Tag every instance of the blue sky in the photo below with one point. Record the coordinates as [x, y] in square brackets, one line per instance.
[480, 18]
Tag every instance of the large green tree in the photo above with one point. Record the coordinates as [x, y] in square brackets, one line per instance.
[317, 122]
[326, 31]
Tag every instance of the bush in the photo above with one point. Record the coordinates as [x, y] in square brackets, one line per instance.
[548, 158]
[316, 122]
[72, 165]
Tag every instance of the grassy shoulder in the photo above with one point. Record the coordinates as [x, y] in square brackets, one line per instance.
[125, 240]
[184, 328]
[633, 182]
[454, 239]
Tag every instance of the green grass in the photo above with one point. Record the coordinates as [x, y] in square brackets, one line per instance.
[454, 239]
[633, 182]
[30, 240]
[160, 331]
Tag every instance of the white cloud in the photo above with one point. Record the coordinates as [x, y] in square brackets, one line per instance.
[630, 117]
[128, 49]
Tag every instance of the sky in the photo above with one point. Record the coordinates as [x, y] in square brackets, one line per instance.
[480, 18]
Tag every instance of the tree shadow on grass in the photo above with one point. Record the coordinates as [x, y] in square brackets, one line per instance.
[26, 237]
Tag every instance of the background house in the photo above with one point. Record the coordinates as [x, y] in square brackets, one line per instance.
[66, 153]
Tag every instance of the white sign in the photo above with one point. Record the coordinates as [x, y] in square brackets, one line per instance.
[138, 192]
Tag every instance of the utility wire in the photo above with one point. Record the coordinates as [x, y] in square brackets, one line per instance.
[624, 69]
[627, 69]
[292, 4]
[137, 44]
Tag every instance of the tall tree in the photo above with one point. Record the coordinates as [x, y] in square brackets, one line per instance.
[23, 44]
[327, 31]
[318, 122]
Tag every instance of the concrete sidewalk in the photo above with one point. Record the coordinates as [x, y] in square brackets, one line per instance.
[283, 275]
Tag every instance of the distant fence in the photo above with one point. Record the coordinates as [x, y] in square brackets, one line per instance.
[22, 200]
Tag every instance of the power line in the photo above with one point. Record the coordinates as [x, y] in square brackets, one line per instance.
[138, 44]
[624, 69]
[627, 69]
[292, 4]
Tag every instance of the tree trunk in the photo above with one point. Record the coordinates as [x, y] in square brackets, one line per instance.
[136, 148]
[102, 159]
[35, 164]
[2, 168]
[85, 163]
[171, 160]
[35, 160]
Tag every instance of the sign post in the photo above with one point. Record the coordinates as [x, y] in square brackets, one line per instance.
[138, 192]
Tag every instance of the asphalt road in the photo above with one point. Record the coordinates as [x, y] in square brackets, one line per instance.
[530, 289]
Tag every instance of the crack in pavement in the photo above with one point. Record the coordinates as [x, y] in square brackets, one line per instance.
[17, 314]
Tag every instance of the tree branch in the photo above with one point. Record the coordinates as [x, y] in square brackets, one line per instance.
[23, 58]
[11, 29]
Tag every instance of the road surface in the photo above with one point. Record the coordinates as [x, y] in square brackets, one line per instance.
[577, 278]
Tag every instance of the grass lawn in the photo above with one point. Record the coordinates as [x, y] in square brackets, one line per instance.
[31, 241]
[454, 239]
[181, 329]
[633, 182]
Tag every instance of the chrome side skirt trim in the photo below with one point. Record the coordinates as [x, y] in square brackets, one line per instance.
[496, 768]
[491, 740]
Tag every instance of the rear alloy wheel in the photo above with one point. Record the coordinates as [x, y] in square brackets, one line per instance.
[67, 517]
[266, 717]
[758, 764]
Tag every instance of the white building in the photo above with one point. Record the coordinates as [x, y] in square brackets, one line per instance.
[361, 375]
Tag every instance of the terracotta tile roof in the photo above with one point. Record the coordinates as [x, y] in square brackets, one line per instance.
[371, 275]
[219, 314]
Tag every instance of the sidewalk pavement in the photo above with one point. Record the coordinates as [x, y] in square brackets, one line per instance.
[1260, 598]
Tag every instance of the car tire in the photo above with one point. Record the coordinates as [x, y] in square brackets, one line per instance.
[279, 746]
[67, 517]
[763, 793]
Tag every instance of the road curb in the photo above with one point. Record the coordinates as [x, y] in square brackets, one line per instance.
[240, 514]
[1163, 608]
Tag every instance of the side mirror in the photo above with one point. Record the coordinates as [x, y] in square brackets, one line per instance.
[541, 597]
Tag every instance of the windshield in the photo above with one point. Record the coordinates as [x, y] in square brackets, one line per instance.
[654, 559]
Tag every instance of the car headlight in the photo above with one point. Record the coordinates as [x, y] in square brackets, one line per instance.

============

▶ [The problem]:
Word for word, reproduce all of the material shown above.

▶ [Answer for the task]:
Tag every instance of the blue sky in the photo below with one point. Record the coordinates as [x, y] in square brackets, one line per instance.
[480, 18]
Tag every instance of the large green tree in the photo above with one point. Record the coordinates as [x, y] in square brackets, one line per instance.
[317, 122]
[326, 31]
Tag every instance of the bush in the photo above with one point. Record the coordinates as [x, y] in square brackets, one line per instance.
[548, 158]
[316, 122]
[72, 165]
Tag every instance of the grassy shoulder in the photo above with one point. Record the coordinates as [x, y] in square brackets, one line per instance.
[125, 240]
[184, 328]
[633, 182]
[454, 239]
Tag every instance of the green grass in the photo above with one point. Record the coordinates as [x, y] in square brackets, one line per instance.
[454, 239]
[633, 182]
[30, 240]
[160, 331]
Tag every instance of the white cloud in the photo above with one point. Record the coordinates as [x, y] in square brackets, one line per instance.
[630, 117]
[128, 49]
Tag every instance of the sky in the photo above with one point. Record the coordinates as [x, y] in square brackets, one line per instance.
[480, 18]
Tag every instance of the tree shadow on grass in the photo above with one point. Record the coordinates as [x, y] in square brackets, one line per instance.
[26, 237]
Tag every instance of the background house in the photo above with one point. Record the coordinates as [x, y] in square brackets, one line per instance.
[66, 153]
Tag every instance of the white sign in the photo above with one point. Record the coordinates as [x, y] in square brackets, one line per instance.
[138, 192]
Tag every instance of the utility wire in the photo above with one point. Record the coordinates as [x, y] in square brackets, one line per instance.
[624, 69]
[627, 69]
[292, 4]
[137, 44]
Tag every instance of the tall tree in the photo above with one point. Record the coordinates as [x, y] in square brackets, one line per instance.
[23, 44]
[327, 31]
[318, 122]
Tag every instance of the concrete sidewalk in the photo above with one point. Record the coordinates as [x, y] in square brackets, one line per instance.
[283, 275]
Tag every instance of the distant fence in the photo above with one point. Record the coordinates as [x, y] in square brackets, one line per instance.
[22, 200]
Tag every instance of the power line in the photo above with one point. Record the coordinates as [x, y] in square brackets, one line per instance.
[138, 44]
[624, 69]
[627, 69]
[292, 4]
Tag every instance of the tree trunk in the photo above with one point. Record the coordinates as [x, y] in square brackets, one line per instance.
[136, 148]
[102, 159]
[35, 164]
[2, 168]
[85, 163]
[171, 160]
[35, 160]
Tag every instance of the sign post in the photo above with one point. Record the coordinates as [x, y] in square brackets, one line per instance.
[138, 192]
Tag every instance of the asphalt road in the photo above with one point. Record the coordinates as [x, y] in square brackets, one line per instance.
[530, 289]
Tag every instance of the crack in pavement in the photo above with one point. Record the coordinates as [x, y] in square brackets, one line per instance.
[17, 314]
Tag every instance of the tree branch in the photo above with one point. Record the coordinates as [x, y] in square brackets, one line per instance.
[23, 58]
[11, 29]
Tag every instance of the road surface in the photo above with one point. Record the coordinates as [x, y] in square brackets, one line per instance.
[577, 278]
Tag every instance of the grass lawn in the photo above with one point. Record the coordinates as [x, y] in square brackets, one line per instance.
[31, 241]
[454, 239]
[181, 329]
[633, 182]
Tag every instance of the chrome side skirt trim in the photo below with one point. Record the coordinates as [x, y] in square brackets, one line per instance.
[496, 768]
[491, 740]
Tag every instance of the rear alloy wheel in the photo above with one point. Record the coordinates as [x, y] in square brackets, one line per instance.
[67, 517]
[266, 717]
[758, 764]
Tag every instance of the white building in the photo above with one point. Record the coordinates as [x, y] in square brackets, one line per instance.
[361, 375]
Tag every instance of the terracotta tile roof in the photo above with one point. Record the coordinates as [x, y] in square brackets, one line per instance.
[371, 275]
[219, 314]
Tag every instance of the sidewalk pavement in the photo above with one point. Record the coordinates as [x, y] in square brackets, one line per instance.
[1260, 598]
Tag every instance of the car tire in the photo above with one point. Record the coordinates as [x, y] in square brackets, one line per instance.
[279, 746]
[67, 517]
[763, 793]
Tag every instance of the road curb in the photo above with one point. Record the coordinates as [x, y] in square brackets, one line per instance.
[240, 514]
[1163, 608]
Tag every instance of the side mirror in the photo above with one point. Record the coordinates as [x, y] in square brackets, one line per instance.
[541, 597]
Tag every instance of the windshield in the photo above with one point. Record the coordinates as [x, y] in square brackets, one line per instance.
[654, 559]
Tag every instance of the car headlight in the photo above with one point. Record the coordinates as [x, y] in square brackets, one line per instance.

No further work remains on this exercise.